-- Start of SOURCE EXCERPT --

TGSAI · tasansal · Sep 12, 2024 · Sep 12, 2024 · Sep 12, 2024
diff --git a/src/segy/indexing.py b/src/segy/indexing.py
@@ -23,6 +23,8 @@
     from segy.schema import TraceSpec
     from segy.schema.base import BaseDataType
 
+    IntDType = np.signedinteger[Any]
+
 
 def merge_cat_file(
     fs: AbstractFileSystem,
@@ -63,7 +65,7 @@ def merge_cat_file(
     return bytearray(b"".join(buffer_bytes))
 
 
-def bounds_check(indices: list[int], max_: int, type_: str) -> None:
+def bounds_check(indices: NDArray[IntDType], max_: int, type_: str) -> None:
     """Check if indices are out of bounds (negative, or more than max).
 
     Wrapping negative indices is not supported yet. The `type_` argument
@@ -77,14 +79,11 @@ def bounds_check(indices: list[int], max_: int, type_: str) -> None:
     Raises:
         IndexError: If any of the indices are negative or exceed the maximum value.
     """
-    negative_indices = [index for index in indices if index < 0]
-    out_of_range_indices = [index for index in indices if index >= max_]
-
-    outliers = negative_indices + out_of_range_indices
+    oob_indices = np.where((indices < 0) | (indices >= max_))[0]
 
-    if outliers:
+    if len(oob_indices) > 0:
         msg = (
-            f"Requested {type_} indices {outliers} are out of bounds. SEG-Y "
+            f"Requested {type_} indices {oob_indices} are out of bounds. SEG-Y "
             f"file has {max_} traces. Valid indices are "
             f"[0, {max_ - 1})."
         )
@@ -125,7 +124,9 @@ def __init__(  # noqa: PLR0913
         )
 
     @abstractmethod
-    def indices_to_byte_ranges(self, indices: list[int]) -> tuple[list[int], list[int]]:
+    def indices_to_byte_ranges(
+        self, indices: NDArray[IntDType]
+    ) -> tuple[NDArray[IntDType], NDArray[IntDType]]:
         """Logic to calculate start/end bytes."""
 
     @abstractmethod
@@ -136,28 +137,23 @@ def post_process(self, data: NDArray[Any]) -> NDArray[Any]:
         """Apply transforms to the data after decoding."""
         return self.transform_pipeline.apply(data)
 
-    def __getitem__(self, item: int | list[int] | slice) -> Any:  # noqa: ANN401
+    def __getitem__(self, item: int | list[int] | NDArray[IntDType] | slice) -> Any:  # noqa: ANN401
         """Operator for integers, lists, and slices with bounds checking."""

-- End of SOURCE EXCERPT --
-- Start of DATA ENTRIES --

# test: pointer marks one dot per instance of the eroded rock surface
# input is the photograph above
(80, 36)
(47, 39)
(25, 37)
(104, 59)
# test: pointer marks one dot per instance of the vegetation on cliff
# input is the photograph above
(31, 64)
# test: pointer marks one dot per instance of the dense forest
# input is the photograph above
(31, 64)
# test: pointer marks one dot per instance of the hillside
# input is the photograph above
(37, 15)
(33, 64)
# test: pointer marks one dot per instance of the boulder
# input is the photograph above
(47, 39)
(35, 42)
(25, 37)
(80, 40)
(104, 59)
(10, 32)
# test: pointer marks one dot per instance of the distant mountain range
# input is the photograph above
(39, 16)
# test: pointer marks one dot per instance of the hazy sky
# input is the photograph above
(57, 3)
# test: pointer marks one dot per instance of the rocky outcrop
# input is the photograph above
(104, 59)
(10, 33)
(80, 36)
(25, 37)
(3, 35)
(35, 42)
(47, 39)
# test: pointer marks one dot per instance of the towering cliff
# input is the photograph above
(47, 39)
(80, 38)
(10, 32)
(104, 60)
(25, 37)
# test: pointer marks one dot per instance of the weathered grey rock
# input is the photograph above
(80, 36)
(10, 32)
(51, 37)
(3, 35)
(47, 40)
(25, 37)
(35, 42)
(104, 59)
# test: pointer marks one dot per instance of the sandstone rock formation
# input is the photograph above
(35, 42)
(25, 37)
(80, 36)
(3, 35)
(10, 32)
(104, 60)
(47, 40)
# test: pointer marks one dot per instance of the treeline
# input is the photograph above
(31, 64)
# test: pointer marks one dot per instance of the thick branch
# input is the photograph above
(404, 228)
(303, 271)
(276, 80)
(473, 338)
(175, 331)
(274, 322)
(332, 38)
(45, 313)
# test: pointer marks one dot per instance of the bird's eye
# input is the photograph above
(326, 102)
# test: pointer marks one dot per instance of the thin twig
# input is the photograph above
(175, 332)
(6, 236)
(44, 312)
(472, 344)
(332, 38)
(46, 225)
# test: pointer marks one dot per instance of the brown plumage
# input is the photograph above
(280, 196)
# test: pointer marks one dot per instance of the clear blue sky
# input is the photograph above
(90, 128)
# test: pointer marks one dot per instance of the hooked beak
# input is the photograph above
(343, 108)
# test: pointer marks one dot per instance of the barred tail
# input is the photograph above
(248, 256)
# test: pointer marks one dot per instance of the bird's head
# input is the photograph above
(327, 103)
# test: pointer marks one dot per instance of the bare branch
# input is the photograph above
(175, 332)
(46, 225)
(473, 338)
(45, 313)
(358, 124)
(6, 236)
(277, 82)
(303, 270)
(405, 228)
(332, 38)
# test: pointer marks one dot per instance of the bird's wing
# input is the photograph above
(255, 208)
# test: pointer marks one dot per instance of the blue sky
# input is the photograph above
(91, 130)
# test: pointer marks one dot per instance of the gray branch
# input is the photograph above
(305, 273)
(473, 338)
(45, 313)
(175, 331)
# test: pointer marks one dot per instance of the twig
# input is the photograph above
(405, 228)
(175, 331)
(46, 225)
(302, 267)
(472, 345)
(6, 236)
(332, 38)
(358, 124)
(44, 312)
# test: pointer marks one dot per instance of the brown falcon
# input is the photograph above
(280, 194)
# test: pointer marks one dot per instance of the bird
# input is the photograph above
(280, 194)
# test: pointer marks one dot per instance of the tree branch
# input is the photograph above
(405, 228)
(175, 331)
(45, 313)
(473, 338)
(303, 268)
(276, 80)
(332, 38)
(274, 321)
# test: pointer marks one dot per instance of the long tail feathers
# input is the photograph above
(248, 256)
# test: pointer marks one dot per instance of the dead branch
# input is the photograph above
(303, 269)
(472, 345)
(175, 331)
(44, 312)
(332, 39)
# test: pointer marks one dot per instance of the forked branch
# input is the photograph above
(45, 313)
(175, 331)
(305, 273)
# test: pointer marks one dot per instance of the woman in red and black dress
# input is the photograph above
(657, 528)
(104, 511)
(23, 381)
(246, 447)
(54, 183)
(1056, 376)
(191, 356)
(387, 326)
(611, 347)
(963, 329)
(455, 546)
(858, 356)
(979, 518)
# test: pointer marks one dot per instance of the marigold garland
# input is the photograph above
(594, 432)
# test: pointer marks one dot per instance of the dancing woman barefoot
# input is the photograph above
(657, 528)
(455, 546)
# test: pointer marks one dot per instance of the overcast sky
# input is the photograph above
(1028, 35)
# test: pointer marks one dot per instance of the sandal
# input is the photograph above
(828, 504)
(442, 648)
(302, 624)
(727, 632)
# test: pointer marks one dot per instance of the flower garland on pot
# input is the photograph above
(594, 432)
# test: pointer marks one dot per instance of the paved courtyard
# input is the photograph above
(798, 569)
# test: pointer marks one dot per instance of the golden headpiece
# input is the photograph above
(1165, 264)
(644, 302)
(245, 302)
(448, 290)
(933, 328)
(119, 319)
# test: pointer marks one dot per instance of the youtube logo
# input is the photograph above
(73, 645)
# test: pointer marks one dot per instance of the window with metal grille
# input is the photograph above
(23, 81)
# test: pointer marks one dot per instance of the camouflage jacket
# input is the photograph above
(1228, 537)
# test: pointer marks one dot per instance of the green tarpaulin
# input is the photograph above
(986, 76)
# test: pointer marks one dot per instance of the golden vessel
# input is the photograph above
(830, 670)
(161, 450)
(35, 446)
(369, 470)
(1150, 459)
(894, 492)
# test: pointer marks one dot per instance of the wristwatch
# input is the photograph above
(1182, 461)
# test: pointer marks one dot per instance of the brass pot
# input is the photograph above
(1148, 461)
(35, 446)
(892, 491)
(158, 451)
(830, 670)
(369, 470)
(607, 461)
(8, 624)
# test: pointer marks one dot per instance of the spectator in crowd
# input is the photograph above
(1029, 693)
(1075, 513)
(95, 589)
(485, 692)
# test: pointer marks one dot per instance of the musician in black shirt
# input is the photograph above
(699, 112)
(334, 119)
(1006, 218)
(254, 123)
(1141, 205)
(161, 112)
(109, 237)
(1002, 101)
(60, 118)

-- End of DATA ENTRIES --

→ EXERCISE BRIEF: Print everything in the indexing diff from "-def bounds_check(indices: list[int], max_: int, type_: str)" down to "the maximum value.". The items come from a separate source and are unrelated to the indexing diff.

→ TASK RESULT:
-def bounds_check(indices: list[int], max_: int, type_: str) -> None:
+def bounds_check(indices: NDArray[IntDType], max_: int, type_: str) -> None:
     """Check if indices are out of bounds (negative, or more than max).
 
     Wrapping negative indices is not supported yet. The `type_` argument
@@ -77,14 +79,11 @@ def bounds_check(indices: list[int], max_: int, type_: str) -> None:
     Raises:
         IndexError: If any of the indices are negative or exceed the maximum value.